Position annotation records:
+ + +

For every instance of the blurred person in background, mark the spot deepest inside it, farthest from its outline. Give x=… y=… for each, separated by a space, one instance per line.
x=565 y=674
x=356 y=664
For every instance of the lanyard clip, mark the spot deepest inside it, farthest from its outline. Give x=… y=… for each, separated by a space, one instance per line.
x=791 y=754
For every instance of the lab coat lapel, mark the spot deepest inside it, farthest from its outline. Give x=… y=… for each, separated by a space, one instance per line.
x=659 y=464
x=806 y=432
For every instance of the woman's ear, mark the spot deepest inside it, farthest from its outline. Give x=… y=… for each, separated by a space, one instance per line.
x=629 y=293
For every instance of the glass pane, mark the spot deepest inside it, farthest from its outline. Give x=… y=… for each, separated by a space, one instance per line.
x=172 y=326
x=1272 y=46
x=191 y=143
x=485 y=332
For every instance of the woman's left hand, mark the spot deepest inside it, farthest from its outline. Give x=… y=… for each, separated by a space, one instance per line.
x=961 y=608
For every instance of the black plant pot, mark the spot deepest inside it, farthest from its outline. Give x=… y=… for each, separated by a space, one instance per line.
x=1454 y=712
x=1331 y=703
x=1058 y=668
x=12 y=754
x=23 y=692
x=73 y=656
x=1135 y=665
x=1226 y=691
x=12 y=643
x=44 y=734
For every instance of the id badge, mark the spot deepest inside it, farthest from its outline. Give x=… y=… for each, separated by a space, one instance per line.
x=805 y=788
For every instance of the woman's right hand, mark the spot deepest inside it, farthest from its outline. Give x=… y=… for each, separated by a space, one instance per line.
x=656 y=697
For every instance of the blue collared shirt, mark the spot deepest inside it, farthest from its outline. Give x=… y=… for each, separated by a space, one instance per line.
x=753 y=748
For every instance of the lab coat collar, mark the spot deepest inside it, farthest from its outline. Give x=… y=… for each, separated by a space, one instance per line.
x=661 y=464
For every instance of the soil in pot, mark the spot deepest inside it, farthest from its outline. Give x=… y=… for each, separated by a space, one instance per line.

+ + +

> **TASK TO COMPLETE**:
Render every line of the material above as a numbered list, leaving out any blank lines.

> **FINISHED TASK**:
1. For every instance of the blurred person in background, mark the spot deepest inside it, farthest from its outline. Give x=… y=… for each, separated by a space, one instance per line.
2. x=565 y=674
3. x=356 y=664
4. For every instance of the lanyard clip, mark the spot deepest inside it, farthest from its outline. Give x=… y=… for each, separated by a space, one instance per line.
5. x=791 y=754
6. For every instance of the lab coat lapel, mark the spot deepest inside it, farthest from its outline. Give x=… y=… for each, separated by a space, one instance per line.
7. x=659 y=464
8. x=806 y=432
9. For every instance of the woman's ear, mark the spot deepest inside it, farthest from its outline. Give x=… y=… for each, separated by a space, one instance per line.
10. x=629 y=293
11. For every instance of the glass pane, mark the spot deepest inside it, farthest from its outline. Give x=… y=… for each, separated by a space, one instance per line.
12. x=172 y=326
13. x=1272 y=46
14. x=191 y=143
15. x=485 y=332
16. For every instance of the woman's left hand, mark the spot deepest inside it, farthest from its outline. Give x=… y=… for each, separated by a space, one instance per line.
17. x=961 y=608
18. For every instance of the black plant pot, mark the spot deepest inside it, farthest from its outline. Give x=… y=… for each, separated by a space, one instance per line.
19. x=1454 y=712
20. x=1331 y=703
21. x=1058 y=668
22. x=12 y=754
23. x=23 y=692
24. x=73 y=656
25. x=1135 y=665
26. x=1226 y=691
27. x=12 y=643
28. x=44 y=734
29. For every instance of the id badge, mark the spot deepest inside it, farthest from its outline. Give x=… y=… for each, separated by a space, one instance per line.
30. x=805 y=788
31. For every instance of the woman's right hand, mark the spot deepest inside it, farthest from its outline. Give x=… y=… for each, separated by a space, one instance per line.
32. x=656 y=697
33. For every instance of the blue collared shirt, mark the spot deepest inside it, farthest from its outline. Give x=… y=… for each, separated by a space, one instance per line.
34. x=753 y=748
35. For every instance of the lab coat collar, mark the spot deepest inside it, farthest from its outline. Give x=… y=… for each, separated by a space, one instance per line.
36. x=661 y=464
37. For every instance of the soil in pot, mark the spot deepest inside it, farthest from its outline. Give x=… y=… for each, separated by a space, one instance per line.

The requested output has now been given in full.